**WORK INSTRUCTIONS:**
a) In the court opinion, on what date were the notes owed to Bullock and Gregory endorsed to the defendant?
b) Carry on the court opinion, starting right after its last sentence.

Haughton v. . Leary

On the trial at Chowan on the last circuit, before his Honor, Settle,J., the defendant admitted that he was indebted to the plaintiffs in the sum of $310.63 unless he was entitled to a set-off upon the following facts: The plaintiffs were indebted to one William Bullock and one Thomas Gregory by negotiable notes, before the commencement of this suit, in a larger sum than the amount of the plaintiffs' claim.

On 8 May, 1837, the plaintiffs called upon an attorney to issue (15) a writ against the defendant, returnable to the next ensuing August term of the county court. The attorney on that day filled up the writ and left directions for it to be given to the plaintiffs if they should call for it. The writ, however, was not delivered to the sheriff until 21 July following, when it was executed and returned to August Term of the County Court of Chowan. The notes due from the plaintiffs to Bullock and Gregory were endorsed to the defendant on 8 July, 1837, for valuable consideration. The plaintiffs, the attorney and the sheriff all resided in the town of Edenton.

Upon these facts, his Honor being of opinion that the defendant was not entitled to a set-off for the notes, gave judgment for the plaintiffs, from which the defendant appealed. In our opinion the defendant is not entitled to the set-off under either plea. The first is, that the notes were endorsed to the defendantbefore and at the commencement of this suit. This is not true in point of fact. The assignment was on 8 July and the suit, we think, was commenced on 8 May preceding, on which day the writ is dated, and as stated in the case, truly dated and filled up. The suing out the writ from the proper officer, or purchasing it, as it is called sometimes, is so universally deemed the bringing suit that no exception is recollected by the Court. It is unquestionably so within the Statute of Limitations, which uses the very words "that all actions shall be commenced or brought within the time and limitation expressed, and not (16) after." While the teste of the writ on the one hand is not the commencement of the suit for the benefit of the plaintiff, so, on the other, the service of it, or its delivery to the sheriff, or any such thing, is not requisite to the commencement of the suit for the benefit of the defendant; but only getting the writ — impetratio brevis, Johnsonv. Smith, 2 Bur., 950. There are many cases to that effect. The form of pleading also establishes it. The constant form is, "that the defendant did not assume within, etc., ante impetrationem brevis." Why? Because obtaining the writ, sealed and complete in form, is in fact and law the commencing suit. If this standard were departed from it would be altogether uncertain what would amount to bringing suit — a point that cannot be remaining to be settled at this day. The plaintiff has proceeded on that very writ and brought the defendant into court under it as the leading process in this action. Its date would determine the commencement of the suit in reference to the Statute of Limitations, if the defendant had pleaded it. For the like reasons it determines it for the purposes of the present plea.

**DATA LISTING:**
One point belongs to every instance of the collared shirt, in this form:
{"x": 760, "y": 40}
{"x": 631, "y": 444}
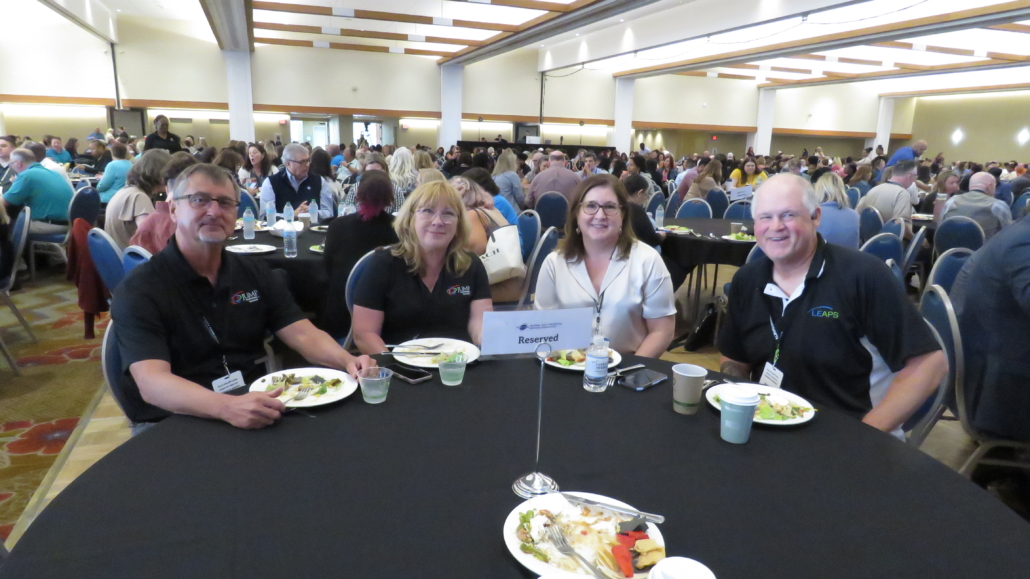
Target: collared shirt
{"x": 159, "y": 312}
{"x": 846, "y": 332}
...
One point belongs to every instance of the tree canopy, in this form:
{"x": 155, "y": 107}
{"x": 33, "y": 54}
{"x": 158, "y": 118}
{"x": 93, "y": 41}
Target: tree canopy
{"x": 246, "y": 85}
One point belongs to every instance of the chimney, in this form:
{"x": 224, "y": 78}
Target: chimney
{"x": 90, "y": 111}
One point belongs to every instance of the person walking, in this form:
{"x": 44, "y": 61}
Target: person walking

**EXPECTED OUTPUTS:**
a) 8 July, 1837.

b)
The second plea presents a question which is not so free of doubt. The plea is not actio non; but that the plaintiff ought not further to prosecute his suit, because since the commencement of this suit the notes made by the plaintiff were endorsed to the defendant. None of us remember such a plea in practice; nor have we been referred to any such precedent, or an adjudication giving color for it. The counsel for the plaintiff relied entirely on a passage in a modern treatise, Babington on Set-off, 82; and insisted on the reasonableness and propriety of the plea. That author does seem to suppose that a defendant may avail himself of a set-off obtained after action brought by a plea in bar to the further prosecution of the suit. But he cites no authority for the position. He assumes that such a demand is a legal set-off; and if that be so, the author infers that it must be pleaded in this form, because it had been decided in the cases to which he refers that it could not be by way of actio non generally, that is to say, in reference to the commencement of *Page 14 the suit, nor in the more limited form, "that the plaintiff before and at the time of the plea pleaded was indebted." That consequence is (17) logical, if the proposition assumed be true; but otherwise not. It does not follow that it can be pleaded in this way because it cannot be pleaded in either of the others; for it may not be a set-off within the statute, and therefore is not pleadable in any form. Our researches and reflections induce us to adopt the latter opinion. We think it is not merely a question as to the proper form of the plea, but that according to the principle of the statute this is not a set-off.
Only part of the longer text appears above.